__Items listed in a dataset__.
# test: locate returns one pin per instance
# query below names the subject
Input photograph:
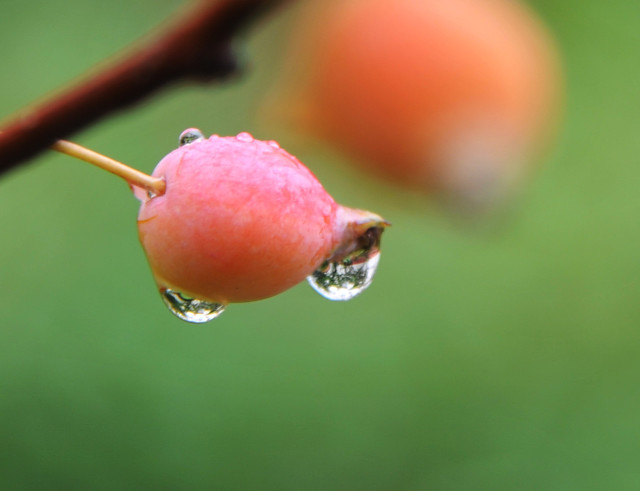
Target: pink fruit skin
(239, 221)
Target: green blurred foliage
(506, 358)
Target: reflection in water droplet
(345, 277)
(191, 309)
(342, 281)
(190, 135)
(244, 137)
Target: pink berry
(241, 220)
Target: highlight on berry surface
(241, 220)
(457, 98)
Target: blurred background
(501, 357)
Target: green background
(506, 357)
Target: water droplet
(191, 309)
(244, 137)
(345, 277)
(190, 135)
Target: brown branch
(197, 47)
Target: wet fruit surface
(242, 220)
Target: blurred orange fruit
(451, 96)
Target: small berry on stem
(235, 219)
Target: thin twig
(197, 47)
(129, 174)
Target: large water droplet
(244, 137)
(190, 135)
(191, 309)
(344, 278)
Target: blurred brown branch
(197, 47)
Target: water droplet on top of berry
(244, 137)
(273, 143)
(191, 309)
(190, 135)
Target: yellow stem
(129, 174)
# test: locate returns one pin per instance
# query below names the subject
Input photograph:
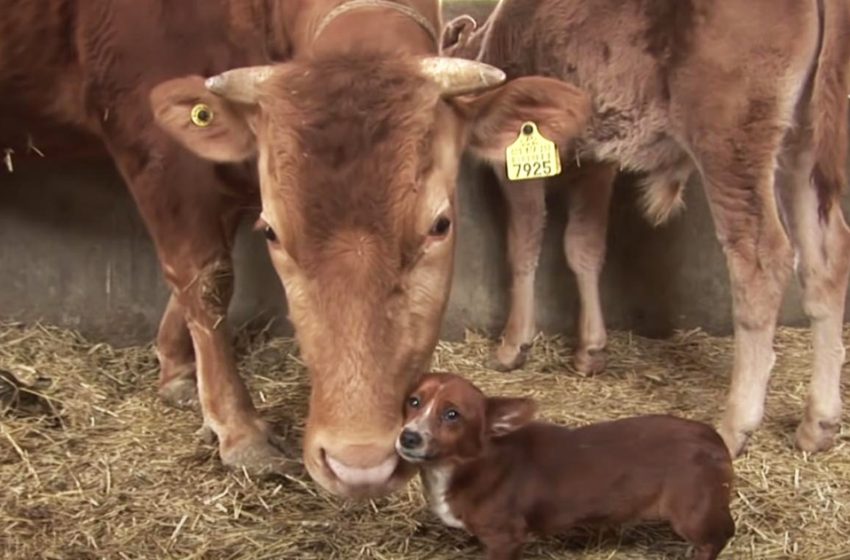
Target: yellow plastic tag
(201, 115)
(532, 156)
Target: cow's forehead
(353, 136)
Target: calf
(489, 469)
(749, 94)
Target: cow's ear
(456, 33)
(559, 110)
(208, 125)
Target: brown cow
(749, 93)
(357, 140)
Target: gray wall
(74, 252)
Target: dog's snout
(410, 439)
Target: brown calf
(489, 469)
(350, 151)
(752, 95)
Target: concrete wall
(74, 252)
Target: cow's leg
(192, 221)
(526, 201)
(176, 356)
(822, 247)
(739, 182)
(584, 246)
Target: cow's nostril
(353, 471)
(410, 439)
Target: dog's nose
(410, 439)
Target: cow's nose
(410, 439)
(362, 465)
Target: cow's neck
(377, 28)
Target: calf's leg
(526, 201)
(584, 246)
(822, 248)
(176, 356)
(737, 169)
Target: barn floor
(118, 475)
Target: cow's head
(358, 157)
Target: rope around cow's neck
(351, 5)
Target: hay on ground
(99, 468)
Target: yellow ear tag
(532, 156)
(201, 115)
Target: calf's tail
(830, 101)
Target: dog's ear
(506, 415)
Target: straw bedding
(94, 466)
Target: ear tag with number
(201, 115)
(532, 156)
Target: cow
(752, 95)
(336, 118)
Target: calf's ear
(559, 110)
(208, 125)
(505, 415)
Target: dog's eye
(451, 415)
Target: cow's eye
(440, 227)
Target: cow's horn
(241, 84)
(457, 76)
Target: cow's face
(358, 158)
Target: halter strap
(352, 5)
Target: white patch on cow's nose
(358, 476)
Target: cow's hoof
(509, 357)
(816, 436)
(261, 456)
(180, 392)
(590, 362)
(736, 440)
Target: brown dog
(489, 469)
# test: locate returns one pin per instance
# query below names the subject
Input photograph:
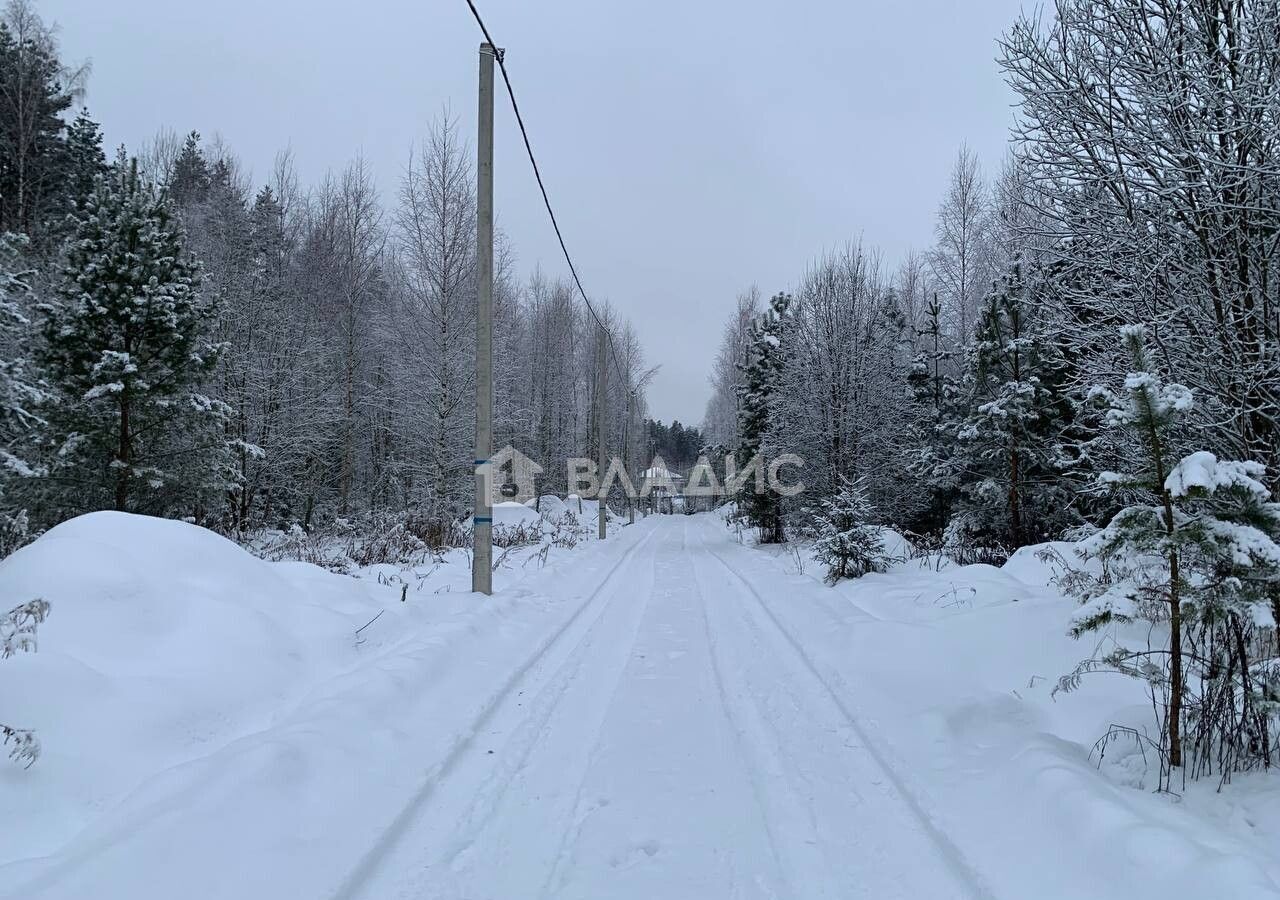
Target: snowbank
(164, 642)
(956, 670)
(220, 726)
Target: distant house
(662, 487)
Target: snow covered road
(680, 745)
(666, 715)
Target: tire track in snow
(533, 731)
(368, 864)
(736, 727)
(949, 851)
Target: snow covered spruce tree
(1193, 549)
(127, 346)
(933, 389)
(757, 394)
(1009, 461)
(849, 544)
(21, 393)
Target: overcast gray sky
(691, 147)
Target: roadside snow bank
(952, 671)
(213, 723)
(164, 642)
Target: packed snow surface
(666, 715)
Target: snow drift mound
(164, 642)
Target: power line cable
(542, 187)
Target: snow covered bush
(1194, 552)
(18, 635)
(848, 543)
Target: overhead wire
(529, 150)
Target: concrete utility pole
(481, 524)
(600, 391)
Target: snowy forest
(179, 341)
(1006, 626)
(1088, 351)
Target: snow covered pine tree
(1008, 434)
(1214, 529)
(760, 378)
(849, 544)
(127, 346)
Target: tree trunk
(124, 456)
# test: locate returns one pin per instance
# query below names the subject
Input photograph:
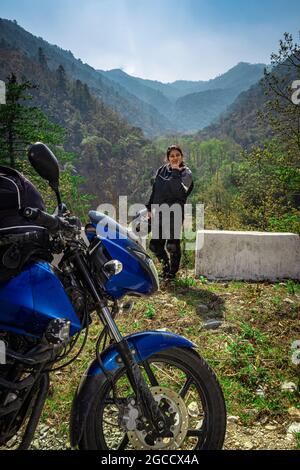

__About this task__.
Skipping any pictures, copy the line that holds "Target: brown calf" and each line after it through the last line of the records, unchanged, and no other lines.

__Your response__.
Target: brown calf
(489, 469)
(350, 151)
(752, 95)
Target: concrete wall
(74, 252)
Target: cow's leg
(192, 221)
(526, 201)
(176, 356)
(822, 247)
(739, 182)
(584, 246)
Target: cow's nostril
(353, 471)
(410, 439)
Target: dog's nose
(410, 439)
Target: cow's nose
(410, 439)
(362, 465)
Target: cow's neck
(377, 28)
Target: calf's leg
(526, 201)
(584, 246)
(822, 248)
(176, 356)
(737, 169)
Target: barn floor
(118, 475)
Target: cow's head
(358, 157)
Target: rope around cow's neck
(351, 5)
Target: hay on ground
(99, 468)
Target: yellow ear tag
(532, 156)
(201, 115)
Target: calf's tail
(830, 101)
Target: dog's ear
(506, 415)
Target: straw bedding
(94, 466)
Target: ear tag with number
(201, 115)
(532, 156)
Target: cow
(752, 95)
(336, 118)
Target: calf's ear
(559, 110)
(208, 125)
(505, 415)
Target: dog's eye
(451, 415)
Target: cow's eye
(440, 227)
Target: cow's horn
(241, 84)
(457, 76)
Target: cow's face
(358, 158)
Target: halter strap
(352, 5)
Target: white patch on cow's nose
(358, 476)
Target: cow's hoof
(509, 357)
(816, 436)
(261, 456)
(180, 392)
(590, 362)
(736, 440)
Target: brown dog
(489, 469)
# test: locate returns one pin per instance
# query below names the subject
Input photograph:
Target: snowbank
(164, 642)
(956, 670)
(220, 726)
Target: distant house
(662, 487)
Target: snow covered road
(680, 745)
(666, 715)
Target: tire track in snow
(533, 731)
(368, 864)
(736, 727)
(949, 851)
Target: snow covered spruce tree
(1193, 549)
(127, 346)
(933, 389)
(757, 394)
(1009, 461)
(849, 544)
(21, 393)
Target: overcast gray sky
(691, 147)
Target: roadside snow bank
(952, 671)
(213, 723)
(164, 642)
Target: packed snow surface
(666, 715)
Target: snow drift mound
(164, 642)
Target: power line cable
(542, 187)
Target: snow covered bush
(1194, 552)
(18, 635)
(848, 543)
Target: overhead wire
(529, 150)
Target: concrete utility pole
(481, 524)
(600, 391)
Target: snowy forest
(179, 341)
(1006, 626)
(1088, 351)
Target: snow covered pine tree
(1008, 434)
(1214, 529)
(760, 378)
(849, 544)
(127, 346)
Target: tree trunk
(124, 456)
# test: locate returns one pin per instance
# query below names the subject
Input photograph:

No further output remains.